■ **INSTRUCTIONS TO FOLLOW**
Copy the listing below word for word, and leave out the pictures.

◆ ◆ ◆

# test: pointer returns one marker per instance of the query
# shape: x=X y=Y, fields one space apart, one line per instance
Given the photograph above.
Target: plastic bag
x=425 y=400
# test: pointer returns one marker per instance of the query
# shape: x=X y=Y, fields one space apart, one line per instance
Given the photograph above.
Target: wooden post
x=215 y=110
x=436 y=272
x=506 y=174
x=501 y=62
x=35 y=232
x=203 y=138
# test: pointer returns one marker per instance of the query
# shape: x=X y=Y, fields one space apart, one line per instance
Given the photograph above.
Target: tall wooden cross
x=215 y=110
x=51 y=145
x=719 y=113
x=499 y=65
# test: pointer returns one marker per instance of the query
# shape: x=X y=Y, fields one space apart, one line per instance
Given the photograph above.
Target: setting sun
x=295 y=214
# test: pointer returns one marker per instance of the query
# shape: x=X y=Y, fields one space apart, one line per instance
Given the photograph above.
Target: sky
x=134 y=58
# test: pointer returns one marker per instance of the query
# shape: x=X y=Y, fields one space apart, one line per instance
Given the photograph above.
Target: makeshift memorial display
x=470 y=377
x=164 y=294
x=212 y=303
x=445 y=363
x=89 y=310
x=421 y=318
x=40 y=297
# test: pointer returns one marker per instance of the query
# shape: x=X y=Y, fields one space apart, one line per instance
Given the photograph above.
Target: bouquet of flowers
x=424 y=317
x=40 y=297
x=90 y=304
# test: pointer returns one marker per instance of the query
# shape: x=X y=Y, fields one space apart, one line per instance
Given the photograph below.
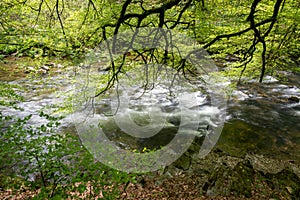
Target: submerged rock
x=293 y=99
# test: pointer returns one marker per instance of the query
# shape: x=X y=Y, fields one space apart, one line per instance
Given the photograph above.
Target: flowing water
x=261 y=118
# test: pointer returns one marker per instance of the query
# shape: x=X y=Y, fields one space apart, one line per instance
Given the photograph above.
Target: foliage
x=57 y=164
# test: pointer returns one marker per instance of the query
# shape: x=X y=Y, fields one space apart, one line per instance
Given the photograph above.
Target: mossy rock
x=226 y=181
x=286 y=181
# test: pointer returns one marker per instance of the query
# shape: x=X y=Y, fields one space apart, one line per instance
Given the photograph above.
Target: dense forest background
x=246 y=39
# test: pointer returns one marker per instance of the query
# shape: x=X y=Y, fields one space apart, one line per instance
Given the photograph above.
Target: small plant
x=41 y=158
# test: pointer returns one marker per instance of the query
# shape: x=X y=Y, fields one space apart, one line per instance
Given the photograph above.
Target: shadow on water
x=263 y=120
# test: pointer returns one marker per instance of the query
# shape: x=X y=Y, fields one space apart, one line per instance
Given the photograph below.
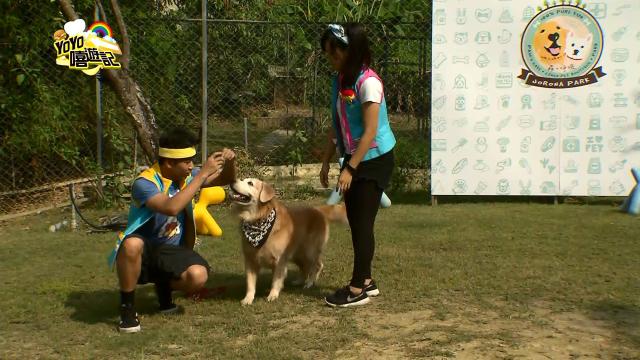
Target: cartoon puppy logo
x=549 y=42
x=577 y=48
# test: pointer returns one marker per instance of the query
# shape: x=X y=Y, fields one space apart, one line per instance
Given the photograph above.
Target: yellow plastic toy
x=205 y=225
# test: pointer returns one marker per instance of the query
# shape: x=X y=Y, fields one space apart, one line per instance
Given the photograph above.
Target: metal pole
x=246 y=135
x=74 y=223
x=204 y=82
x=96 y=17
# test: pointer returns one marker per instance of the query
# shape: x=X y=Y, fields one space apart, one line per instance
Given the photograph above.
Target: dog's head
x=549 y=41
x=578 y=47
x=251 y=197
x=250 y=192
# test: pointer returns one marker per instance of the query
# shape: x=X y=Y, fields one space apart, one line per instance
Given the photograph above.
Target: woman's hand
x=344 y=181
x=324 y=174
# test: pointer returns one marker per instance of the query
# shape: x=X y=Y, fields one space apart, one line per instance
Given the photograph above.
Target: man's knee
x=132 y=247
x=197 y=275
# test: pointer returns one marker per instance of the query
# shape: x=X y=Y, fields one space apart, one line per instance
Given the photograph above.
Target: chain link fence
x=268 y=88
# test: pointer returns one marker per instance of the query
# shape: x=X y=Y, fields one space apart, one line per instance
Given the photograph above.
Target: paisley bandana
x=257 y=232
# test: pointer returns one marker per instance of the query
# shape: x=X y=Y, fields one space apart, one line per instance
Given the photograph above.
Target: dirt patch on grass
x=464 y=332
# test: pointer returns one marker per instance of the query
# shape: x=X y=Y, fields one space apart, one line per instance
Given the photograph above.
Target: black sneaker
x=372 y=289
x=343 y=298
x=129 y=322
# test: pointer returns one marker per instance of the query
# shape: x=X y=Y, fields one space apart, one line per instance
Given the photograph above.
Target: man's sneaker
x=343 y=298
x=372 y=289
x=129 y=322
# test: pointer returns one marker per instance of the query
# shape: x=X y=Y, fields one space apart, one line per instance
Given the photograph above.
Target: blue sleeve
x=143 y=190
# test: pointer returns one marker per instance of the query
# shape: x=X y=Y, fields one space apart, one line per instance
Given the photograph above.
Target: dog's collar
x=257 y=232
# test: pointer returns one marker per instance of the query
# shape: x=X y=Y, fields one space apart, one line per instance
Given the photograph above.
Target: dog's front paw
x=272 y=296
x=247 y=300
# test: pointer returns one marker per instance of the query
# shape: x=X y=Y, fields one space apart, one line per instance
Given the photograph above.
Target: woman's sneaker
x=343 y=298
x=372 y=289
x=129 y=322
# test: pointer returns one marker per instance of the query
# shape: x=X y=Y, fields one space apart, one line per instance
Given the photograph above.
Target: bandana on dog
x=257 y=232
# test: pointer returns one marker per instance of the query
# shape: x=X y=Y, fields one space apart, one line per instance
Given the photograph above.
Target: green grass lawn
x=482 y=280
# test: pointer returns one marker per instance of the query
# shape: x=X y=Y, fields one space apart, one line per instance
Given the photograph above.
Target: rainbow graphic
x=100 y=28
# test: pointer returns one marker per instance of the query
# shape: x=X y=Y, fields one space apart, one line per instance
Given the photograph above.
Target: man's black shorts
x=165 y=262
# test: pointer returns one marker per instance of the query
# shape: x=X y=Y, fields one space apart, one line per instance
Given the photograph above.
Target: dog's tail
x=334 y=213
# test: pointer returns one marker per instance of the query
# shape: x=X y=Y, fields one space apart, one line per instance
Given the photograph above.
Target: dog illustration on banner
x=561 y=47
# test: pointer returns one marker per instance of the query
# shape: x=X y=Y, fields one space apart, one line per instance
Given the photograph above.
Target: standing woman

◆ ◆ ◆

■ **RESPONSE**
# test: pointer returns one marker per instance of the query
# shape: x=X y=Y, fields one space apart, one line per instance
Given the photograph above.
Target: plastic bag
x=425 y=400
# test: pointer returns one marker per instance of the query
# shape: x=X y=Y, fields one space apart, one line per instance
Given the photograph above.
Target: wooden post
x=215 y=110
x=436 y=272
x=506 y=174
x=501 y=62
x=35 y=232
x=203 y=138
# test: pointer returns one marker per instance of the query
# shape: x=X y=Y, fields one space apart, one line per instance
Given the photograph above.
Target: tall wooden cross
x=215 y=110
x=51 y=145
x=719 y=113
x=499 y=65
# test: pointer returns one marker per instance of the query
# shape: x=X y=Y, fields one space apart, one line per instance
Given the photograph above.
Target: setting sun
x=295 y=214
# test: pointer returns one marker per instance of the query
# shape: x=X y=Y, fields one space apart, one line per instance
Given the photograph above.
Target: sky
x=134 y=58
# test: pointer returns one marker per instance of the query
# shape: x=X y=Y, fields one space apart, one line per instance
Given the photograph above.
Target: makeshift memorial display
x=470 y=377
x=164 y=294
x=212 y=303
x=445 y=363
x=89 y=310
x=421 y=318
x=40 y=297
# test: pointer returns one marker per instance of the query
# shape: x=X y=Y, fields one space apart, one line per instance
Given the photograph above.
Target: bouquet of flowers
x=424 y=317
x=40 y=297
x=90 y=304
# test: pointer returns one marker per instance of the query
# shape: x=X y=Y, fields one space apart, one line per instance
Given the photograph below.
Target: submerged rock
x=293 y=99
# test: pointer returns one marker per instance of the query
# shape: x=X y=Y, fields one space apart, one line per instance
Given the photograph above.
Target: flowing water
x=261 y=118
# test: pointer returns one marker per instance of the query
# shape: x=X y=Y, fields one space apart, one line per instance
Given the photograph above.
Target: foliage
x=57 y=164
# test: pointer returns one marker per instance of the query
# shape: x=X y=Y, fields one space apart, one line per instance
Given the photograph above.
Target: mossy rock
x=226 y=181
x=286 y=181
# test: pointer returns one marker per instance of the query
# shape: x=X y=Y, fields one space apart, one line per instance
Given the photograph above.
Target: dense forest background
x=246 y=39
# test: pointer returns one marker per instance of the query
# shape: x=X y=Y, fields one space apart, one line per instance
Given the photograph above.
Target: small plant
x=41 y=158
# test: pointer returns one marker per instance of the query
# shape: x=X y=Y, fields one space apart, one line per instance
Given the photograph above.
Target: shadow on water
x=263 y=120
# test: pointer returns one marker per instance of the query
# shape: x=X y=Y, fields one space apart, one line per instance
Given the photograph below.
Target: cartoon puppy logo
x=549 y=42
x=577 y=48
# test: pointer returns one marker per instance of the query
# shape: x=X y=Y, fields one space apart, one line per instance
Given the photograph above.
Target: yellow plastic toy
x=205 y=225
# test: pointer returns one marker per instance of the query
# shape: x=X y=Y, fields one space apart, one line per instance
Given the photograph above.
Target: metal pole
x=246 y=135
x=74 y=223
x=204 y=82
x=96 y=17
# test: pointer returns one marker per instance of the query
# shape: x=X y=Y, fields one space apart, one line per instance
Given the photograph above.
Target: dog's head
x=549 y=41
x=578 y=47
x=251 y=197
x=250 y=192
# test: pointer returns one marker per instance of the query
# shape: x=X y=Y, fields one space apart, one line per instance
Given the photograph above.
Target: woman's hand
x=344 y=181
x=324 y=174
# test: pointer returns one marker per instance of the query
# shape: x=X y=Y, fields one space apart, one line per instance
Given the photograph above.
Target: man's knee
x=132 y=247
x=197 y=275
# test: pointer returns one marker per instance of the query
# shape: x=X y=Y, fields one space apart, one line per instance
Given the photograph above.
Target: chain link fence
x=268 y=88
# test: pointer returns one marker per instance of the query
# shape: x=X y=Y, fields one space apart, one line per instance
Given the photograph above.
Target: paisley bandana
x=257 y=232
# test: pointer returns one marker per instance of the query
# shape: x=X y=Y, fields one space apart, one line per instance
Given the photograph above.
Target: dirt patch on grass
x=464 y=332
# test: pointer returns one marker per instance of the query
# shape: x=X y=Y, fields one space apart, one line per instance
Given the photograph above.
Target: black sneaker
x=372 y=289
x=343 y=298
x=129 y=322
# test: pointer returns one marker per instance of the query
# shape: x=X y=Y, fields one space apart, one line per instance
Given the photograph above.
Target: man's sneaker
x=343 y=298
x=372 y=289
x=129 y=322
# test: pointer returns one marker per instance of the query
# shape: x=X y=Y, fields one space apart, one line per instance
Given the photograph above.
Target: blue sleeve
x=143 y=190
# test: pointer returns one marker per instance of the query
# shape: x=X y=Y, fields one space apart, one line per instance
Given the photograph above.
Target: dog's collar
x=257 y=232
# test: pointer returns one marker per instance of the query
# shape: x=X y=Y, fields one space apart, one line per instance
Given the photograph above.
Target: dog's front paw
x=272 y=296
x=247 y=300
# test: pointer returns one marker per instance of the query
# shape: x=X y=Y, fields one space apart, one line per instance
Given the photograph above.
Target: woman's sneaker
x=343 y=298
x=372 y=289
x=129 y=322
# test: pointer returns one marker per instance of the query
# shape: x=X y=Y, fields one space apart, one line per instance
Given the photograph above.
Target: bandana on dog
x=257 y=232
# test: pointer returns one marker per instance of the query
# shape: x=X y=Y, fields one space apart, one line per instance
Given the photograph above.
Target: green grass lawn
x=482 y=280
# test: pointer returns one marker per instance of the query
# shape: x=X y=Y, fields one space apart, one line per instance
Given the photograph above.
Target: rainbow graphic
x=100 y=28
# test: pointer returns one marker per instance of the query
# shape: x=X y=Y, fields one space apart, one line per instance
Given the photograph above.
Target: man's black shorts
x=165 y=262
# test: pointer returns one marker per instance of the query
# shape: x=X y=Y, fields one space apart, one line per instance
Given the photograph above.
Target: dog's tail
x=334 y=213
# test: pointer returns one marker per instance of the query
# shape: x=X y=Y, fields one space apart, one line per instance
Given the photograph above.
Target: dog illustration on banner
x=561 y=47
# test: pointer returns one marker per instance of the query
# shape: x=X y=Y, fields one space apart, one line per instance
Given the photograph above.
Target: standing woman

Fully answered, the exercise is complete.